### DATA PROVIDED
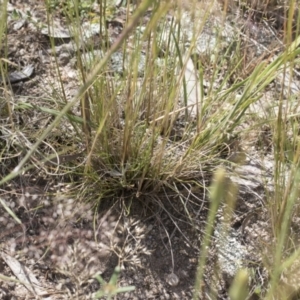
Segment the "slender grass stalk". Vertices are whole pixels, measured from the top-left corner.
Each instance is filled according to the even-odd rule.
[[[0,49],[3,49],[5,52],[5,57],[7,57],[8,47],[7,47],[7,38],[4,38],[6,35],[6,26],[7,26],[7,4],[8,1],[4,0],[3,3],[0,6]],[[4,44],[5,43],[5,44]],[[8,64],[10,63],[5,57],[1,57],[0,59],[0,76],[1,78],[6,78],[7,76],[7,69]],[[3,93],[5,95],[3,103],[1,103],[1,110],[2,112],[7,112],[7,115],[9,116],[11,126],[14,127],[14,122],[12,118],[12,108],[9,101],[9,95],[7,91],[10,90],[9,84],[6,83],[5,80],[1,81],[4,88]],[[4,108],[4,109],[3,109]]]
[[[230,287],[229,295],[231,300],[244,300],[248,299],[248,282],[249,275],[246,269],[238,271],[234,281]]]
[[[195,281],[195,291],[193,299],[197,300],[199,298],[199,292],[201,289],[201,282],[203,279],[204,268],[206,264],[206,259],[208,257],[209,245],[214,229],[214,223],[216,218],[216,213],[219,208],[220,203],[224,200],[224,190],[226,182],[226,172],[224,169],[219,169],[214,174],[213,183],[210,189],[210,208],[207,217],[207,223],[204,230],[204,238],[201,244],[200,258],[197,268],[196,281]]]
[[[280,224],[281,230],[278,234],[276,247],[274,249],[274,262],[273,262],[273,268],[271,270],[271,282],[270,282],[270,288],[266,295],[266,299],[273,299],[274,295],[278,293],[278,286],[279,286],[278,284],[279,284],[280,274],[282,270],[281,262],[283,260],[283,257],[285,256],[285,250],[286,250],[285,245],[289,236],[292,211],[299,197],[299,188],[298,188],[300,184],[299,167],[295,168],[292,171],[291,176],[293,178],[293,185],[291,188],[289,188],[290,194],[286,202],[285,211],[283,212],[282,222]]]

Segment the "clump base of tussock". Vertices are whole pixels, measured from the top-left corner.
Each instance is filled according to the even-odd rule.
[[[179,162],[179,158],[172,163],[172,171],[169,173],[161,168],[159,173],[150,169],[149,173],[140,171],[139,174],[130,168],[122,174],[116,169],[104,169],[104,165],[102,168],[98,165],[97,172],[90,171],[76,188],[77,197],[90,203],[96,211],[106,211],[117,205],[126,214],[135,215],[138,207],[141,220],[149,213],[156,215],[159,211],[169,211],[173,207],[174,211],[180,211],[181,218],[192,229],[201,211],[199,207],[206,206],[204,203],[207,203],[207,199],[202,199],[202,195],[210,184],[212,172],[208,165],[202,167],[199,154],[196,153],[189,164]],[[167,167],[170,167],[170,162],[166,163]],[[216,165],[211,164],[210,167],[214,169]],[[151,174],[151,171],[156,173]],[[198,213],[195,213],[196,210]],[[168,219],[176,223],[172,214],[168,212]]]
[[[155,195],[162,188],[181,182],[202,186],[204,178],[210,177],[209,170],[215,169],[222,161],[219,153],[215,157],[206,157],[201,150],[191,150],[184,143],[167,145],[163,141],[157,143],[154,149],[145,149],[137,157],[129,157],[125,164],[121,163],[122,157],[118,155],[111,154],[106,161],[100,157],[104,155],[94,156],[82,184],[81,192],[92,202],[93,194],[98,195],[97,202],[102,197]]]

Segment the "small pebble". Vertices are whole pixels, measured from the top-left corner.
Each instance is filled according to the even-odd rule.
[[[169,275],[167,275],[166,277],[166,282],[170,285],[170,286],[176,286],[179,283],[179,278],[177,275],[175,275],[174,273],[171,273]]]

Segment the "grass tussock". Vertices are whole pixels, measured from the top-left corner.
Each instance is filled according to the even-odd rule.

### EXERCISE DIRECTIONS
Please list every line of the records that contains "left".

### SOLUTION FOR THIS PROBLEM
Segment the "slender grass stalk". Vertices are whole pixels, measured from the top-left corner.
Segment the "clump base of tussock". Vertices are whole pixels, measured from the top-left corner.
Segment the "small pebble". Vertices are whole pixels, measured from the top-left corner.
Segment the "grass tussock". Vertices are whole pixels, measured from the top-left corner.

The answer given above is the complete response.